##### Recorded data #####

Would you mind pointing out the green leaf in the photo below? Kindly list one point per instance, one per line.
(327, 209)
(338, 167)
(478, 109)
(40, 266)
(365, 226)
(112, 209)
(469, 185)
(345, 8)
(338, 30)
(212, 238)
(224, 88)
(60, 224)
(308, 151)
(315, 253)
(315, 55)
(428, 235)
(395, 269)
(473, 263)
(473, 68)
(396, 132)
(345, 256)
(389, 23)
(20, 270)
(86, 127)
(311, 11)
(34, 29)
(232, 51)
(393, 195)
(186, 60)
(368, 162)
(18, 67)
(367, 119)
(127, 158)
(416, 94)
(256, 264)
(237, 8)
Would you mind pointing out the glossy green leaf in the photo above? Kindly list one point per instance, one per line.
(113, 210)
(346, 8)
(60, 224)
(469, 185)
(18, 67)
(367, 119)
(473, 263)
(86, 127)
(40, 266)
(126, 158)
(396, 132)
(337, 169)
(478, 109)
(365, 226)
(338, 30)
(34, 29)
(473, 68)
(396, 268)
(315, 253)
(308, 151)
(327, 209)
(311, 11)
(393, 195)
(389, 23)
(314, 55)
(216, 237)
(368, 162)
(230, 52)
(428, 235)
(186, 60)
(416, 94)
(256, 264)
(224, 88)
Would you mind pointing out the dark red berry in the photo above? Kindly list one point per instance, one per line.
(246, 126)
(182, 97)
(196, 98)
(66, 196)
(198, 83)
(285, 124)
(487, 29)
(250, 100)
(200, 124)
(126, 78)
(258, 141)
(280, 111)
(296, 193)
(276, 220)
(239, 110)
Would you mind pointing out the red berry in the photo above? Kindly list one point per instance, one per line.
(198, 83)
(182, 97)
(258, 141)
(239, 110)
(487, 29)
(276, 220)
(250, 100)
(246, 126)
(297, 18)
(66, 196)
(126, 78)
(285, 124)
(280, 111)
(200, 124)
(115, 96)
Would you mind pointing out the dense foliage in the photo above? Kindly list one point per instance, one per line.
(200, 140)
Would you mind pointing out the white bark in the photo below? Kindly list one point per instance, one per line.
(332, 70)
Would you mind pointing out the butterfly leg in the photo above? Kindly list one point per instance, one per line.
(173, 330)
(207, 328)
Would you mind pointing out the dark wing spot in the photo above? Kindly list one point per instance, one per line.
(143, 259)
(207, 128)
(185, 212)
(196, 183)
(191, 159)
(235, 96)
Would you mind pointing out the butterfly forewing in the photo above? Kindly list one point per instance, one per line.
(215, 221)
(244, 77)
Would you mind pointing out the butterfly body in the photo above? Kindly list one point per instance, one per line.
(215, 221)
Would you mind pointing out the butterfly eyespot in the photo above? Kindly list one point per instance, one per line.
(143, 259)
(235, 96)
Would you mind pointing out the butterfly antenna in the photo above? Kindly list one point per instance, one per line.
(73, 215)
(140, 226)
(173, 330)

#####

The task: Give the listing above again, word for word.

Correct output:
Would you mind pointing out the green leaf in the photo below? Kindly list one point per instance, one per line.
(327, 209)
(338, 167)
(478, 109)
(40, 266)
(365, 226)
(112, 209)
(469, 185)
(345, 8)
(338, 30)
(212, 238)
(224, 88)
(60, 224)
(308, 151)
(315, 253)
(315, 55)
(428, 235)
(395, 269)
(473, 263)
(473, 68)
(396, 132)
(345, 256)
(389, 23)
(20, 270)
(86, 127)
(311, 11)
(34, 29)
(232, 51)
(393, 195)
(186, 60)
(368, 162)
(18, 67)
(367, 119)
(127, 158)
(416, 94)
(256, 264)
(237, 8)
Would you mind pointing out the glossy green leaf in the photo above? Kindly list one point per instance, one per line.
(113, 210)
(346, 8)
(60, 224)
(469, 185)
(18, 67)
(367, 119)
(473, 263)
(86, 127)
(40, 266)
(126, 158)
(396, 132)
(337, 169)
(478, 109)
(365, 226)
(338, 30)
(34, 29)
(473, 68)
(396, 268)
(315, 253)
(308, 151)
(327, 209)
(311, 11)
(393, 195)
(389, 23)
(314, 55)
(216, 237)
(368, 162)
(230, 52)
(428, 235)
(186, 60)
(416, 94)
(256, 264)
(224, 88)
Would you mind pointing out the dark red berry in the photo above? Kindly list one point per instance, one per line.
(246, 126)
(182, 97)
(196, 98)
(66, 196)
(198, 83)
(285, 124)
(487, 29)
(250, 100)
(200, 124)
(126, 78)
(258, 141)
(280, 111)
(296, 193)
(276, 220)
(239, 110)
Would you mind pointing out the red berry in the photo above? Kindly list one point per instance, one per line.
(198, 83)
(182, 97)
(258, 141)
(239, 110)
(487, 29)
(276, 220)
(250, 100)
(246, 126)
(297, 18)
(66, 196)
(126, 78)
(285, 124)
(280, 111)
(200, 124)
(115, 96)
Would you mind pointing out the dense foliage in the photo above? Kindly list one point per instance, one per line.
(200, 140)
Would you mind pointing out the white bark in the photo below? Kindly list one point per instance, one per line.
(332, 70)
Would you mind pointing out the butterfly leg in the photo above? Kindly list one point per instance, one per line.
(173, 330)
(207, 328)
Would you mind pointing out the dark wing spot in the photo above? Kindly list one point per instance, one per line.
(143, 259)
(207, 128)
(185, 212)
(196, 183)
(191, 159)
(235, 96)
Would you mind pointing out the butterfly forewing in the photo above? Kindly list one point per instance, one per line.
(215, 221)
(244, 77)
Would you mind pointing out the butterfly body in the photo above? Kindly list one point per instance, one per line.
(215, 221)
Would you mind pointing out the butterfly eyespot in the photo above? Kindly list one point per instance, one per line.
(143, 259)
(235, 96)
Would you mind pointing out the butterfly antenna in the photo above? Kindly list one point per instance, one per line.
(73, 215)
(140, 226)
(173, 330)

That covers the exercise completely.